- **Set task**:
Reproduce these entries with "one point per instance" swapped for "a single point per instance" everywhere it occurs, leaving everything else unchanged.

------------------------------------

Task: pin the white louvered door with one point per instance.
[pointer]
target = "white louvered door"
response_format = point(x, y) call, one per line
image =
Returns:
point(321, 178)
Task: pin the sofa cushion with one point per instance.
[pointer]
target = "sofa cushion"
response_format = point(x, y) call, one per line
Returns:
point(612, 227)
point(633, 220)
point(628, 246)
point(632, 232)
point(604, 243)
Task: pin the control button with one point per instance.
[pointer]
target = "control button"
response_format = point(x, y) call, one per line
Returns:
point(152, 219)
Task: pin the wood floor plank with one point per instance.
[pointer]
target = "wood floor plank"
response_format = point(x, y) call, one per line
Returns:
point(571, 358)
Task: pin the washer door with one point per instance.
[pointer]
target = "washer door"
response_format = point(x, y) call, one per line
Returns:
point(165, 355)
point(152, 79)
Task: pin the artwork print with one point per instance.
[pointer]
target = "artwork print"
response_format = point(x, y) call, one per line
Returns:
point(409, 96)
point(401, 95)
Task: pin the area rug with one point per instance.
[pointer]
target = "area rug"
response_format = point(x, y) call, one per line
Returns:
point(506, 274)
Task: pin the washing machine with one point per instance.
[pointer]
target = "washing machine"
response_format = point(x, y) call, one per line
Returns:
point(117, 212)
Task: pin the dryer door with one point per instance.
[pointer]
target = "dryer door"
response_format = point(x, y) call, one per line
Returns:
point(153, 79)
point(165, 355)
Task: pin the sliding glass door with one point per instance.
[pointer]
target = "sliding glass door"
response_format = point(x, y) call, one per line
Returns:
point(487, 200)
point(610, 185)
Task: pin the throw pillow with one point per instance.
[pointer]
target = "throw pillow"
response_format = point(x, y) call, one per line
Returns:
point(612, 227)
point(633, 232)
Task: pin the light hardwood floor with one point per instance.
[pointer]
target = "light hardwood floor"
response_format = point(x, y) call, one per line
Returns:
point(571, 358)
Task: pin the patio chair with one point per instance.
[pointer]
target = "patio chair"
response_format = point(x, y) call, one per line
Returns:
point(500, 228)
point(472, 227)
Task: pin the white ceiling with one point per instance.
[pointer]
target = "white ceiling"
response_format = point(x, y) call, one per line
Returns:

------------------------------------

- **Exercise output**:
Task: pin the white louvered door with a single point per instance.
[pointer]
target = "white louvered door"
response_format = point(x, y) call, one per line
image =
Returns:
point(321, 178)
Task: pin the sofa cushion with a single point per instance.
[pointer]
target = "sofa cushion"
response_format = point(x, y) call, one per line
Returns:
point(612, 227)
point(633, 220)
point(628, 246)
point(632, 232)
point(604, 243)
Task: pin the control button with a single point per instance.
[pointer]
target = "control button"
response_format = point(x, y) call, one per line
Returns:
point(152, 219)
Task: pin the wood floor plank with a single point per instance.
[pointer]
target = "wood floor plank"
response_format = point(x, y) call, one per line
Returns:
point(571, 358)
Task: pin the washer door with a single point per instance.
[pointer]
target = "washer door"
response_format = point(x, y) call, one per line
Returns:
point(165, 355)
point(152, 79)
Task: pin the artwork print with a single point per instance.
[pointer]
target = "artwork print"
response_format = point(x, y) call, one per line
Returns:
point(409, 96)
point(401, 95)
Task: pin the area rug with a single point per instance.
[pointer]
target = "area rug"
response_format = point(x, y) call, one per line
Returns:
point(506, 274)
Task: pin the washing machine with a single point per instance.
[pointer]
target = "washing machine"
response_format = point(x, y) call, one per line
Returns:
point(117, 212)
Task: pin the dryer door with a single point per instance.
[pointer]
target = "dryer door"
response_format = point(x, y) call, one per line
Returns:
point(153, 79)
point(165, 355)
Task: pin the sliding glass door with a single point per instance.
[pointer]
target = "sliding glass door"
response_format = point(x, y) call, one per line
Returns:
point(487, 200)
point(610, 185)
Task: pin the throw pillow with a single point per instance.
[pointer]
target = "throw pillow"
response_format = point(x, y) call, one per line
Returns:
point(612, 227)
point(633, 232)
Task: pin the light hardwood floor with a single point per instance.
[pointer]
target = "light hardwood floor"
response_format = point(x, y) call, one per line
Returns:
point(571, 358)
Task: pin the patio chair with a single point per instance.
[pointer]
target = "patio chair"
response_format = point(x, y) call, one per line
Returns:
point(500, 228)
point(472, 227)
Task: pin the white ceiling with a single point per instance.
[pointer]
target = "white ceiling"
response_format = point(x, y) call, one per line
Returns:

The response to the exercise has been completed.